» **Exercice écrit**
Relevez et recopiez chaque ligne des éléments qui contient le mot « blue », en respectant les majuscules et les minuscules.

» **Données de l'exercice**
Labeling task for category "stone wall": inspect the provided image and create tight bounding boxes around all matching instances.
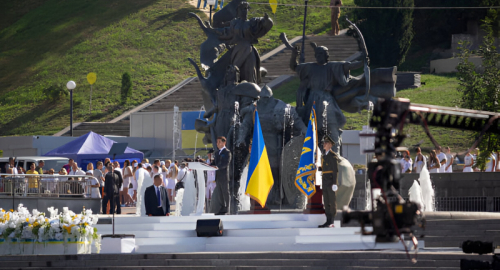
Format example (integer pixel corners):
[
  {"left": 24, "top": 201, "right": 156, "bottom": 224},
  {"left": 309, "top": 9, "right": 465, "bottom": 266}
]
[{"left": 350, "top": 172, "right": 500, "bottom": 212}]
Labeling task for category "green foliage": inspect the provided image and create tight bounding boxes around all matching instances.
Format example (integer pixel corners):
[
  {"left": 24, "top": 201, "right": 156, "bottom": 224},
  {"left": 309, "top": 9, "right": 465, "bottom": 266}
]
[
  {"left": 0, "top": 0, "right": 344, "bottom": 136},
  {"left": 43, "top": 84, "right": 69, "bottom": 101},
  {"left": 457, "top": 13, "right": 500, "bottom": 170},
  {"left": 354, "top": 0, "right": 414, "bottom": 66},
  {"left": 273, "top": 74, "right": 474, "bottom": 152},
  {"left": 120, "top": 72, "right": 132, "bottom": 104}
]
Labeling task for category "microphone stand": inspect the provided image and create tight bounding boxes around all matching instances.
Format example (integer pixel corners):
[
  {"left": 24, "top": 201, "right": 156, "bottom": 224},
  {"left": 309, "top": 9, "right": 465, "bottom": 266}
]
[{"left": 229, "top": 101, "right": 240, "bottom": 214}]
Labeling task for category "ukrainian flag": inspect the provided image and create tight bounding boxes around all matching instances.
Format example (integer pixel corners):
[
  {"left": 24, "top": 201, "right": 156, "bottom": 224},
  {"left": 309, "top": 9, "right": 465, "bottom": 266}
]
[
  {"left": 245, "top": 111, "right": 274, "bottom": 207},
  {"left": 295, "top": 105, "right": 317, "bottom": 198}
]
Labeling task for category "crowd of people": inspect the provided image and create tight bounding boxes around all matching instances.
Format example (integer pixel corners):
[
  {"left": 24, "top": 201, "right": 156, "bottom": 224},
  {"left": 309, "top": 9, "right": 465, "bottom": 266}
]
[
  {"left": 0, "top": 151, "right": 221, "bottom": 214},
  {"left": 399, "top": 146, "right": 500, "bottom": 173}
]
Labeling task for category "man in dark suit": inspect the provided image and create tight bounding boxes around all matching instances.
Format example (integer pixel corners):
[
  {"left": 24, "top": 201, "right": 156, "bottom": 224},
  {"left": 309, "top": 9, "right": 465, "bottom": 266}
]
[
  {"left": 210, "top": 136, "right": 231, "bottom": 215},
  {"left": 144, "top": 174, "right": 170, "bottom": 216},
  {"left": 102, "top": 163, "right": 123, "bottom": 214}
]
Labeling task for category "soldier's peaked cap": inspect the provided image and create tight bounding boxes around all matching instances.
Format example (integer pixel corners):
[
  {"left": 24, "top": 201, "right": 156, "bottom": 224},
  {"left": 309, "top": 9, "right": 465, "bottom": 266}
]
[
  {"left": 323, "top": 135, "right": 335, "bottom": 144},
  {"left": 233, "top": 82, "right": 261, "bottom": 98}
]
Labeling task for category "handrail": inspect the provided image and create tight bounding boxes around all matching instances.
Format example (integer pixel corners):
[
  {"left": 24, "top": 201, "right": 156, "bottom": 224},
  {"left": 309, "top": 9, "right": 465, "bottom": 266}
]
[{"left": 0, "top": 173, "right": 99, "bottom": 198}]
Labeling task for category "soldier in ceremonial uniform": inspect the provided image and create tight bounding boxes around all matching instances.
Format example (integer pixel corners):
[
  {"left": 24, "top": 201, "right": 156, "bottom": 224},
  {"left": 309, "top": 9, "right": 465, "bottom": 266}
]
[{"left": 318, "top": 135, "right": 339, "bottom": 228}]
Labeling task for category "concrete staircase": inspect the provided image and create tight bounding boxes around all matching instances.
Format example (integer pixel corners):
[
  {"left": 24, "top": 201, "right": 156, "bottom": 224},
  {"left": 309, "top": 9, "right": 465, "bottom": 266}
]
[
  {"left": 262, "top": 30, "right": 359, "bottom": 76},
  {"left": 55, "top": 30, "right": 359, "bottom": 136},
  {"left": 0, "top": 251, "right": 476, "bottom": 270},
  {"left": 417, "top": 219, "right": 500, "bottom": 248}
]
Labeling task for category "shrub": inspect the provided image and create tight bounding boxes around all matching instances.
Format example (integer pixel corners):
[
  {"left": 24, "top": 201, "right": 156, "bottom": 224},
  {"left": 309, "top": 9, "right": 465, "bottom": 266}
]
[
  {"left": 354, "top": 0, "right": 414, "bottom": 66},
  {"left": 121, "top": 72, "right": 132, "bottom": 104}
]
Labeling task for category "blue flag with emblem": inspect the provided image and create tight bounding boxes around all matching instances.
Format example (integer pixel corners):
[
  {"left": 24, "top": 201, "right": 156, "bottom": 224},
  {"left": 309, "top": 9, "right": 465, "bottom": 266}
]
[{"left": 295, "top": 105, "right": 317, "bottom": 198}]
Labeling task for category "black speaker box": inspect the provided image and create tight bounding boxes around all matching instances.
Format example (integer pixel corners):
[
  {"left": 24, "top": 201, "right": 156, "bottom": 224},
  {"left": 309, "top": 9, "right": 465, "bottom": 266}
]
[{"left": 196, "top": 219, "right": 224, "bottom": 237}]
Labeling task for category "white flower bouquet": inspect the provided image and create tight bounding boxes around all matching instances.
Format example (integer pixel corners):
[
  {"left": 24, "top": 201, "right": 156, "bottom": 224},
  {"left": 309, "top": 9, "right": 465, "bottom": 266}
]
[{"left": 0, "top": 204, "right": 100, "bottom": 252}]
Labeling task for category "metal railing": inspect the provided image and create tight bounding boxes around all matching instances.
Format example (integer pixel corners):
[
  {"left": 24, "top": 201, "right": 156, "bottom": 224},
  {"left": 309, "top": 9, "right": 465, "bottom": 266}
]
[
  {"left": 0, "top": 174, "right": 98, "bottom": 198},
  {"left": 349, "top": 196, "right": 500, "bottom": 212}
]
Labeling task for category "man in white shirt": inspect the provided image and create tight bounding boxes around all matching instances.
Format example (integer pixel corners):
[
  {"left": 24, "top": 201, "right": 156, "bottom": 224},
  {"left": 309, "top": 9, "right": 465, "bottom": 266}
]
[
  {"left": 485, "top": 153, "right": 496, "bottom": 172},
  {"left": 444, "top": 146, "right": 453, "bottom": 172},
  {"left": 435, "top": 146, "right": 447, "bottom": 173},
  {"left": 9, "top": 157, "right": 19, "bottom": 174},
  {"left": 68, "top": 162, "right": 87, "bottom": 175}
]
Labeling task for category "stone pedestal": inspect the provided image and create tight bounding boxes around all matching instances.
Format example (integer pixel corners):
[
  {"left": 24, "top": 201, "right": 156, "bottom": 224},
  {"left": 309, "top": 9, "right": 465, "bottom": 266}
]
[
  {"left": 101, "top": 234, "right": 135, "bottom": 254},
  {"left": 304, "top": 185, "right": 325, "bottom": 214},
  {"left": 248, "top": 198, "right": 271, "bottom": 214}
]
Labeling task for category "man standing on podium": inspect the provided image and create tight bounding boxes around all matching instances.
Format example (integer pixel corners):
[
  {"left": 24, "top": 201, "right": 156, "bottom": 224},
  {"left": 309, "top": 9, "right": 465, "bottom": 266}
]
[
  {"left": 210, "top": 136, "right": 231, "bottom": 215},
  {"left": 144, "top": 174, "right": 170, "bottom": 217},
  {"left": 318, "top": 135, "right": 339, "bottom": 228}
]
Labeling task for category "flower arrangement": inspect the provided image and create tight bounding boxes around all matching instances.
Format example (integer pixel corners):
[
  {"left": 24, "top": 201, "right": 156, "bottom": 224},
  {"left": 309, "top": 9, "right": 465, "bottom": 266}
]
[{"left": 0, "top": 204, "right": 100, "bottom": 253}]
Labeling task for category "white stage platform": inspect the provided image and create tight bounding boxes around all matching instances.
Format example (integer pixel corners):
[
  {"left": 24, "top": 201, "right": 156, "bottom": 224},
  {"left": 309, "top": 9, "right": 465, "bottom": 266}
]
[{"left": 96, "top": 214, "right": 423, "bottom": 253}]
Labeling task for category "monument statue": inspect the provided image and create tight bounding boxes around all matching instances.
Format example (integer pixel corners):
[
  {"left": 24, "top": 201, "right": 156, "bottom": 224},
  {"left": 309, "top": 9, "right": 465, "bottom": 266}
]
[
  {"left": 189, "top": 62, "right": 260, "bottom": 147},
  {"left": 236, "top": 85, "right": 307, "bottom": 204},
  {"left": 190, "top": 1, "right": 273, "bottom": 84}
]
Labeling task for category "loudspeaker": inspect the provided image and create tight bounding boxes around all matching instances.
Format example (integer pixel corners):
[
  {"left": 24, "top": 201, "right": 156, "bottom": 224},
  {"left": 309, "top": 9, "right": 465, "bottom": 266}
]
[{"left": 196, "top": 219, "right": 224, "bottom": 237}]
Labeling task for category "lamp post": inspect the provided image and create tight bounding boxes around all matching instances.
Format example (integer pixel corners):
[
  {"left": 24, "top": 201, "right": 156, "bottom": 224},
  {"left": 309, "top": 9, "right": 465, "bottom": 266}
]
[
  {"left": 207, "top": 0, "right": 217, "bottom": 24},
  {"left": 66, "top": 81, "right": 76, "bottom": 137},
  {"left": 299, "top": 0, "right": 309, "bottom": 64}
]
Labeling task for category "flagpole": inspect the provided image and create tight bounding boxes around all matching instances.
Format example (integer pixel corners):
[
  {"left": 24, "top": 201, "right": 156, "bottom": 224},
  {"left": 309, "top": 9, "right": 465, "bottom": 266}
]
[{"left": 229, "top": 101, "right": 240, "bottom": 214}]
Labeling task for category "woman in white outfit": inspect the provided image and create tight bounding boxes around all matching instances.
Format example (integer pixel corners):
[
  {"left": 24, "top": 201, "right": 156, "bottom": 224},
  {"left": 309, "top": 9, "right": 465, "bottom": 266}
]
[
  {"left": 165, "top": 160, "right": 179, "bottom": 203},
  {"left": 130, "top": 160, "right": 137, "bottom": 201},
  {"left": 161, "top": 161, "right": 168, "bottom": 188},
  {"left": 429, "top": 150, "right": 441, "bottom": 173},
  {"left": 135, "top": 163, "right": 153, "bottom": 217},
  {"left": 122, "top": 159, "right": 134, "bottom": 206},
  {"left": 413, "top": 147, "right": 427, "bottom": 173},
  {"left": 86, "top": 163, "right": 101, "bottom": 198},
  {"left": 462, "top": 152, "right": 474, "bottom": 172}
]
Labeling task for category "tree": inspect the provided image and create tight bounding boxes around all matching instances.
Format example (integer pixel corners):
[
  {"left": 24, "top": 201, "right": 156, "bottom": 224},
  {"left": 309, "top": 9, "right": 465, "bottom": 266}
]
[
  {"left": 121, "top": 72, "right": 132, "bottom": 104},
  {"left": 457, "top": 11, "right": 500, "bottom": 170},
  {"left": 354, "top": 0, "right": 414, "bottom": 66}
]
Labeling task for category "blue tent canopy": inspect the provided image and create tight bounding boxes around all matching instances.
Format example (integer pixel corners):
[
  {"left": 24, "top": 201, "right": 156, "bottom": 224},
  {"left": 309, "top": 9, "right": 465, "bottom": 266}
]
[{"left": 44, "top": 131, "right": 144, "bottom": 165}]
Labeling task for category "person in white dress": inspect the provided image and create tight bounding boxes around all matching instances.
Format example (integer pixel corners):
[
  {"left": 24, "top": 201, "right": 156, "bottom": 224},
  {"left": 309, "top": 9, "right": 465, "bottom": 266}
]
[
  {"left": 429, "top": 150, "right": 441, "bottom": 173},
  {"left": 165, "top": 160, "right": 179, "bottom": 203},
  {"left": 160, "top": 161, "right": 168, "bottom": 188},
  {"left": 495, "top": 150, "right": 500, "bottom": 172},
  {"left": 484, "top": 153, "right": 496, "bottom": 172},
  {"left": 444, "top": 146, "right": 453, "bottom": 173},
  {"left": 135, "top": 163, "right": 153, "bottom": 217},
  {"left": 121, "top": 159, "right": 134, "bottom": 207},
  {"left": 86, "top": 168, "right": 101, "bottom": 199},
  {"left": 399, "top": 150, "right": 413, "bottom": 173},
  {"left": 413, "top": 147, "right": 427, "bottom": 173},
  {"left": 435, "top": 146, "right": 447, "bottom": 173},
  {"left": 462, "top": 152, "right": 474, "bottom": 172},
  {"left": 130, "top": 160, "right": 137, "bottom": 201}
]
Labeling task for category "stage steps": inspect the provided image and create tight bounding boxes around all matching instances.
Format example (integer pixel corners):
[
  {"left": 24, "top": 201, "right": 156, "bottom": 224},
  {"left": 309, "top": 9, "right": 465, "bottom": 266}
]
[
  {"left": 416, "top": 219, "right": 500, "bottom": 247},
  {"left": 90, "top": 214, "right": 418, "bottom": 253},
  {"left": 0, "top": 251, "right": 476, "bottom": 270},
  {"left": 262, "top": 32, "right": 359, "bottom": 76}
]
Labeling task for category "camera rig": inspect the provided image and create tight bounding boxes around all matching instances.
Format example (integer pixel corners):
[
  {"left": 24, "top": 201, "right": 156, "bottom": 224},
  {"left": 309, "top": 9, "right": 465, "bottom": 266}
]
[{"left": 342, "top": 99, "right": 500, "bottom": 249}]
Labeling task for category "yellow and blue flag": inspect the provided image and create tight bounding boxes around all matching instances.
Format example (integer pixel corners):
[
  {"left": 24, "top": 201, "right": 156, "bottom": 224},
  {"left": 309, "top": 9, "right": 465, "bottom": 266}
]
[
  {"left": 245, "top": 111, "right": 274, "bottom": 207},
  {"left": 295, "top": 105, "right": 317, "bottom": 198}
]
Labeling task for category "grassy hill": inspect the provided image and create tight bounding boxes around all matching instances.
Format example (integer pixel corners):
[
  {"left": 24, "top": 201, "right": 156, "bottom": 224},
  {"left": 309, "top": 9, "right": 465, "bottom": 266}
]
[
  {"left": 0, "top": 0, "right": 346, "bottom": 136},
  {"left": 273, "top": 74, "right": 474, "bottom": 151}
]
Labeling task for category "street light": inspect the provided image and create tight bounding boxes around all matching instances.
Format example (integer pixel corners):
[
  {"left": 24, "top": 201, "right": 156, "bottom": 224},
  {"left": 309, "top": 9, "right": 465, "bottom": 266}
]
[
  {"left": 299, "top": 0, "right": 309, "bottom": 64},
  {"left": 207, "top": 0, "right": 217, "bottom": 24},
  {"left": 66, "top": 81, "right": 76, "bottom": 137}
]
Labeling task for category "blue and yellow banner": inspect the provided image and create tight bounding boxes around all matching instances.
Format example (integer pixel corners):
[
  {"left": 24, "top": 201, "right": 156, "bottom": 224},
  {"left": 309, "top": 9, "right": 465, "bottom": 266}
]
[
  {"left": 245, "top": 111, "right": 274, "bottom": 207},
  {"left": 295, "top": 105, "right": 317, "bottom": 198}
]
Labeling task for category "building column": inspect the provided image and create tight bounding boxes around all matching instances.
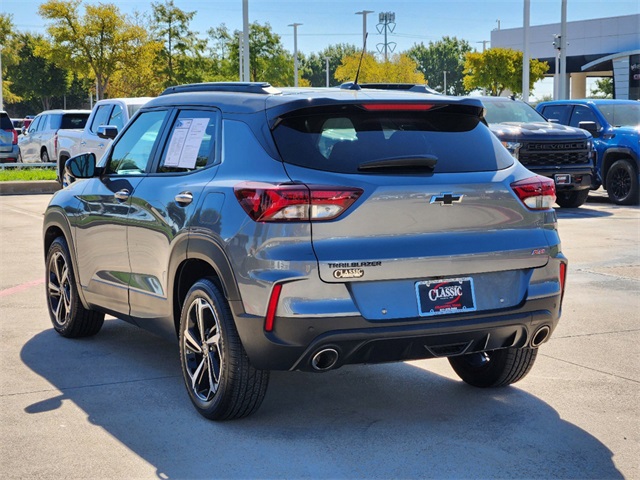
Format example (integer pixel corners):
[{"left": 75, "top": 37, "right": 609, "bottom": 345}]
[{"left": 571, "top": 72, "right": 587, "bottom": 98}]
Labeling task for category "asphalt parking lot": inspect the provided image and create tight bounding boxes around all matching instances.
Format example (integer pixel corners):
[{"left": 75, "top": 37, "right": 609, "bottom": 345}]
[{"left": 0, "top": 192, "right": 640, "bottom": 479}]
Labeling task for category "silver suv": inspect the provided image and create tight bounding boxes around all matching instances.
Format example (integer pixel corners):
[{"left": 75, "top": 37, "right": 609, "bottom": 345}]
[{"left": 44, "top": 83, "right": 567, "bottom": 419}]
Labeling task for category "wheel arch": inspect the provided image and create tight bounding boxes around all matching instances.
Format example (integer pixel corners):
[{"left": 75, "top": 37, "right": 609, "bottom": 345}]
[
  {"left": 172, "top": 234, "right": 240, "bottom": 334},
  {"left": 600, "top": 147, "right": 638, "bottom": 188}
]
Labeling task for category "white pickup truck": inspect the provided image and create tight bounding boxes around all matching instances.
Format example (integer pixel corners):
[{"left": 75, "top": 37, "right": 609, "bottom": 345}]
[{"left": 56, "top": 97, "right": 152, "bottom": 178}]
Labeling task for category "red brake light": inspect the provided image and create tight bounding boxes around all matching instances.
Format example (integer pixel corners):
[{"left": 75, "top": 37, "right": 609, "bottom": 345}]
[
  {"left": 234, "top": 182, "right": 362, "bottom": 222},
  {"left": 511, "top": 175, "right": 556, "bottom": 210},
  {"left": 264, "top": 283, "right": 282, "bottom": 332},
  {"left": 362, "top": 103, "right": 435, "bottom": 112}
]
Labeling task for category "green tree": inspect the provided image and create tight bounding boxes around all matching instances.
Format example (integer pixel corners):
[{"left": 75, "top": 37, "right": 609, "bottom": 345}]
[
  {"left": 39, "top": 0, "right": 154, "bottom": 98},
  {"left": 335, "top": 53, "right": 425, "bottom": 83},
  {"left": 151, "top": 0, "right": 206, "bottom": 86},
  {"left": 406, "top": 37, "right": 472, "bottom": 95},
  {"left": 302, "top": 43, "right": 360, "bottom": 87},
  {"left": 463, "top": 48, "right": 549, "bottom": 96},
  {"left": 11, "top": 33, "right": 67, "bottom": 110},
  {"left": 591, "top": 77, "right": 613, "bottom": 98}
]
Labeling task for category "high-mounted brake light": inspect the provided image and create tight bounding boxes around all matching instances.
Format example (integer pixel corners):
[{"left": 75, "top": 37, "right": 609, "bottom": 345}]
[
  {"left": 511, "top": 175, "right": 556, "bottom": 210},
  {"left": 362, "top": 103, "right": 435, "bottom": 112},
  {"left": 234, "top": 182, "right": 362, "bottom": 222}
]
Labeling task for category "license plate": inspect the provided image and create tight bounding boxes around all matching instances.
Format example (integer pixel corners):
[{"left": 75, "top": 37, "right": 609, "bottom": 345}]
[{"left": 416, "top": 277, "right": 476, "bottom": 317}]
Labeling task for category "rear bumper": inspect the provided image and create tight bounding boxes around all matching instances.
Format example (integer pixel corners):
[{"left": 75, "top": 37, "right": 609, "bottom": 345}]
[{"left": 232, "top": 296, "right": 560, "bottom": 371}]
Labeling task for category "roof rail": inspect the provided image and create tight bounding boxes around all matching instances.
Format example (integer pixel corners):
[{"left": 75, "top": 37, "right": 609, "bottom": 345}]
[{"left": 160, "top": 82, "right": 282, "bottom": 95}]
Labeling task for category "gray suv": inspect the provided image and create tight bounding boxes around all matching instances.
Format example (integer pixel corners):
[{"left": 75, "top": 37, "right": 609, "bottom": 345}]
[{"left": 44, "top": 83, "right": 567, "bottom": 419}]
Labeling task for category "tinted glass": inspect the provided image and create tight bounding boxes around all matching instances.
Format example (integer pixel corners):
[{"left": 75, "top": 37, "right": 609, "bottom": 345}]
[
  {"left": 0, "top": 113, "right": 13, "bottom": 130},
  {"left": 482, "top": 100, "right": 546, "bottom": 123},
  {"left": 273, "top": 106, "right": 514, "bottom": 173},
  {"left": 598, "top": 103, "right": 640, "bottom": 127},
  {"left": 59, "top": 113, "right": 89, "bottom": 130},
  {"left": 107, "top": 110, "right": 167, "bottom": 175},
  {"left": 109, "top": 105, "right": 124, "bottom": 132},
  {"left": 89, "top": 105, "right": 112, "bottom": 133},
  {"left": 542, "top": 105, "right": 571, "bottom": 125},
  {"left": 569, "top": 105, "right": 598, "bottom": 127},
  {"left": 158, "top": 110, "right": 219, "bottom": 173}
]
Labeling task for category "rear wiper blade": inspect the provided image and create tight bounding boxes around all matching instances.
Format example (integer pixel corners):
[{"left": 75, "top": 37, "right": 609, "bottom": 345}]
[{"left": 358, "top": 155, "right": 438, "bottom": 171}]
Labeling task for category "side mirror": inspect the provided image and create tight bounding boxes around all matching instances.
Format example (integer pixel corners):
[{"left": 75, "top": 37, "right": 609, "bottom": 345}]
[
  {"left": 97, "top": 125, "right": 118, "bottom": 140},
  {"left": 578, "top": 122, "right": 600, "bottom": 138},
  {"left": 64, "top": 153, "right": 97, "bottom": 183}
]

» **Exercice corrigé**
Labeling task for category "blue flag with emblem": inspect the provided image and create tight bounding boxes around all matching instances.
Labeling task for category "blue tent canopy": inspect the provided image and create tight bounding boxes around all matching instances.
Labeling task for category "yellow and blue flag": inspect the provided image and create tight bounding boxes around all matching instances.
Labeling task for category "blue and yellow banner": inspect the provided image and create tight bounding boxes around all matching instances.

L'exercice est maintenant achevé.